--- RECORDS FOR THIS TASK ---

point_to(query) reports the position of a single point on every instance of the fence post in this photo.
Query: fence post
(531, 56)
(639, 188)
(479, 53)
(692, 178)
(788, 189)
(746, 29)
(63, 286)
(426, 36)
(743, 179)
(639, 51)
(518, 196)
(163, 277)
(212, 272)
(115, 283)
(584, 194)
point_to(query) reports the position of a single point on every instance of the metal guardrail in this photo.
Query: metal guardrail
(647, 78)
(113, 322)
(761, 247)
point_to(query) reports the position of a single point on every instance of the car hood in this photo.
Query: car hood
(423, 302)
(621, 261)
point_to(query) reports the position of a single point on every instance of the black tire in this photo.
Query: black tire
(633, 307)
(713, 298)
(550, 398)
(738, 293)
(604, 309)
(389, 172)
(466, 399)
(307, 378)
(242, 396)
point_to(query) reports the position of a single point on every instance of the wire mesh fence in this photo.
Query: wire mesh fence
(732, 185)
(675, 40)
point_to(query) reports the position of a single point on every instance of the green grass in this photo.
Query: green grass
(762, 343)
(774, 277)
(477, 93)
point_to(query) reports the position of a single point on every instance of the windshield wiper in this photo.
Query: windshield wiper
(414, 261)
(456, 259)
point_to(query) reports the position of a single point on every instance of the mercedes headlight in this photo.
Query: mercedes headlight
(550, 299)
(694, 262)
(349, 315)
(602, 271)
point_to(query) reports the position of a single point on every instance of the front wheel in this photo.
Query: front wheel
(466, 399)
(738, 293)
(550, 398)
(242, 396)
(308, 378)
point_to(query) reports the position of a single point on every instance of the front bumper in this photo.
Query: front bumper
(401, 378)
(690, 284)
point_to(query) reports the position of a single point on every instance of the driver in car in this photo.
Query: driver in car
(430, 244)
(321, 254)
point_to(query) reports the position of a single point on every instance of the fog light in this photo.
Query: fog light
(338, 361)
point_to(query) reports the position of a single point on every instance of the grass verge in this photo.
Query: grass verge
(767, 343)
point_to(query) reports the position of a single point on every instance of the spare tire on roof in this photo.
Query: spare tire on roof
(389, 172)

---

*YOUR INSTRUCTIONS:*
Write out again only the lines from the one with "Query: fog light" through the last line of the records above. Keep every word as it stands.

*YOUR SOLUTION:*
Query: fog light
(338, 361)
point_to(query) reports the position of a single point on every instance of the grass verge in this photo.
Query: grass verge
(767, 343)
point_to(query) reports the position of a single point on every instance of the spare tire on roof in this photo.
Query: spare tire on roof
(389, 172)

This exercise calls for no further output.